**WORK TO COMPLETE**
Please revise the statistical methods passage between "Variables with a" and "to suboptimal iron status.", inclusive, replacing "multiple logistic regression analysis" with "multivariable logistic regression analysis".

**SOURCE TEXT**
_ _ _ _

Variables with a univariate P value <0.20 were entered into the multiple logistic regression analysis. This value was chosen as univariate P values ≥0.20 were considered unlikely to contribute to a model containing other potential determinants of suboptimal iron status. As estimated MBL was calculated using duration of menstrual periods; both variables could not be included in the multiple logistic regression analysis. Duration of menstrual period was entered into the model as it had a higher level of significance following simple logistic regression analysis (P = 0.006 versus P = 0.14) and has been used more often within the literature [7, 12, 26, 27]. Multicollinearity existed between age and having children (r = 0.75 (P < 0.001)); however both variables were included in the model selection procedure as both could potentially contribute to suboptimal iron status.

Forward stepwise multiple logistic regression with the entry criterion set at P < 0.05 was used to determine which variables to include in the final multivariate model. Residual statistics (namely, the standardised residual, Cook's distance, leverage, and DFBeta for the constant and determinants) were examined to ensure no cases exerted an undue influence on the final logistic regression model. After the main effects were determined by the stepwise procedure, two-way interactions between binary and continuous variables that passed the initial screen (e.g., blood donation versus having children and “meat and vegetable” dietary pattern versus blood donation) were added individually to the main effects model to test their significance.

_ _ _ _

**DATA SHOWN**

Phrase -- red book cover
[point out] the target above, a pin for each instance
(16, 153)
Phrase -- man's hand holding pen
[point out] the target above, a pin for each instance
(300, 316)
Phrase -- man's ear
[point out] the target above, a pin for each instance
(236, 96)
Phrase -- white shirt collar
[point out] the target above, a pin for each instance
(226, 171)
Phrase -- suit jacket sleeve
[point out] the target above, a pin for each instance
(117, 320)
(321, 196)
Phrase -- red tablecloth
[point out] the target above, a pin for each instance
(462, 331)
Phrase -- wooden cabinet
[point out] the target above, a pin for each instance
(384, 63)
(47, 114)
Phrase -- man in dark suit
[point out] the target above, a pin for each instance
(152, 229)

_ _ _ _

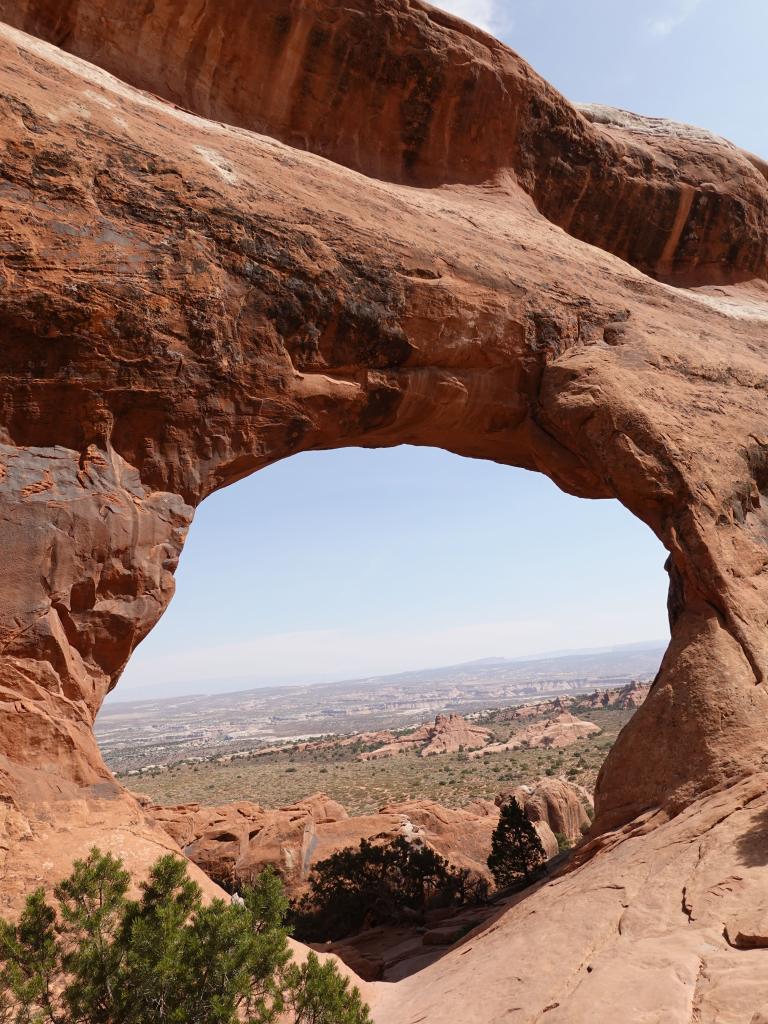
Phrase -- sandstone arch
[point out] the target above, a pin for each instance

_ _ _ _

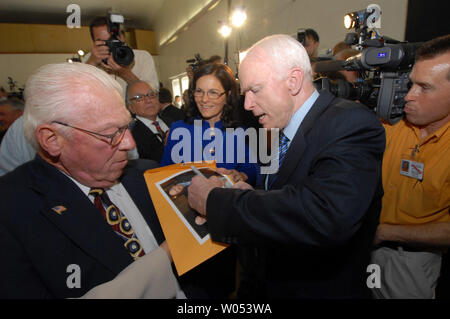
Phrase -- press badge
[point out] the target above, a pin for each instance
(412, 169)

_ _ _ _

**RESULT OF THIS EXERCISE**
Variables with a univariate P value <0.20 were entered into the multivariable logistic regression analysis. This value was chosen as univariate P values ≥0.20 were considered unlikely to contribute to a model containing other potential determinants of suboptimal iron status. As estimated MBL was calculated using duration of menstrual periods; both variables could not be included in the multivariable logistic regression analysis. Duration of menstrual period was entered into the model as it had a higher level of significance following simple logistic regression analysis (P = 0.006 versus P = 0.14) and has been used more often within the literature [7, 12, 26, 27]. Multicollinearity existed between age and having children (r = 0.75 (P < 0.001)); however both variables were included in the model selection procedure as both could potentially contribute to suboptimal iron status.